Stated problem
Copy out the whole text below on the Nepali novel Loo, word for word, from its first line through the end of the synopsis.

━━ Document

Loo () is a 2012 Nepali novel by Nayan Raj Pandey. It is the fifth novel of the writer and was published in 2012 by Sangri~La Publication. The book was critically acclaimed and became a bestseller.

The book is set in a village near Indo-Nepalese border in western Nepal. The book includes the writer's own experience growing up in Nepalgunj. According to writer, the main character Elaiya is a combination of people, he knew growing up. The book was reprinted by FinePrint Publication in 2015.

Synopsis 
The book is set in a fictional village called Pattharpuruwa in Banke district of Nepal near the Indian border. The book shows the strange and everyday events of the village. Since, the village is located near Indian border, far from the capital city, the village is neglected by the central Nepalese government and troubled by the Sashastra Seema Bal, the Indian border guarding force. The village is shown being continuously being encroached by the Indian side. The major theme of this book is social realism. The book shows the socio-economic conditions of people in Madesh region of Nepal. The book shows how the people living in the region are neglected by Nepalese government.

━━━━
━━ Data lines

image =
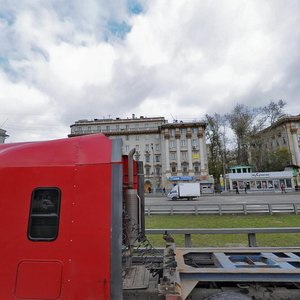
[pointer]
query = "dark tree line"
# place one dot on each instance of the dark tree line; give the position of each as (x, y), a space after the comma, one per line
(231, 136)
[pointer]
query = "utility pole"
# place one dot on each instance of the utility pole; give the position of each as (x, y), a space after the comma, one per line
(154, 175)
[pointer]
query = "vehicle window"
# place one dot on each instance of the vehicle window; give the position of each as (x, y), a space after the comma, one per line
(44, 214)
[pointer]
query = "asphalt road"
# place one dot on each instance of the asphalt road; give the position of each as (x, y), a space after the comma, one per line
(232, 199)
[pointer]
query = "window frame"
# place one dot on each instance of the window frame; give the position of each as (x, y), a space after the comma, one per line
(48, 216)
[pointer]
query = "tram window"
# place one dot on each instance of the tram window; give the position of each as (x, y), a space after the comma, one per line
(270, 184)
(44, 214)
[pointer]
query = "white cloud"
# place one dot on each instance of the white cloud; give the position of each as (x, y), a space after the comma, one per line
(60, 62)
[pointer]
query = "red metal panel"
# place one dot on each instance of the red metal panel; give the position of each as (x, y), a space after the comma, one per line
(83, 242)
(39, 280)
(125, 172)
(88, 149)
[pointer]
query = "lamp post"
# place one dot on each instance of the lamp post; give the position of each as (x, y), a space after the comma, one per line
(154, 175)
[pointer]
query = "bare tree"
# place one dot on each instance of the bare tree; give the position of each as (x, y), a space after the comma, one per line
(273, 111)
(241, 121)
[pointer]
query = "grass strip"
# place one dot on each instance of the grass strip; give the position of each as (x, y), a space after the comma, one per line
(227, 221)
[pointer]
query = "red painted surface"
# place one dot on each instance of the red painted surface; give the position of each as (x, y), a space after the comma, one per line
(81, 169)
(39, 280)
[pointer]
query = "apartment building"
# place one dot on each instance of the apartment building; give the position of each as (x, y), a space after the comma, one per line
(3, 136)
(170, 152)
(285, 133)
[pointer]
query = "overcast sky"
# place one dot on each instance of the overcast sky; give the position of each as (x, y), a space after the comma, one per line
(61, 61)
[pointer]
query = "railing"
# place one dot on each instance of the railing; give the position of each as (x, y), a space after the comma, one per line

━━━━

Answer for the task
Loo () is a 2012 Nepali novel by Nayan Raj Pandey. It is the fifth novel of the writer and was published in 2012 by Sangri~La Publication. The book was critically acclaimed and became a bestseller.

The book is set in a village near Indo-Nepalese border in western Nepal. The book includes the writer's own experience growing up in Nepalgunj. According to writer, the main character Elaiya is a combination of people, he knew growing up. The book was reprinted by FinePrint Publication in 2015.

Synopsis 
The book is set in a fictional village called Pattharpuruwa in Banke district of Nepal near the Indian border. The book shows the strange and everyday events of the village. Since, the village is located near Indian border, far from the capital city, the village is neglected by the central Nepalese government and troubled by the Sashastra Seema Bal, the Indian border guarding force. The village is shown being continuously being encroached by the Indian side. The major theme of this book is social realism. The book shows the socio-economic conditions of people in Madesh region of Nepal. The book shows how the people living in the region are neglected by Nepalese government.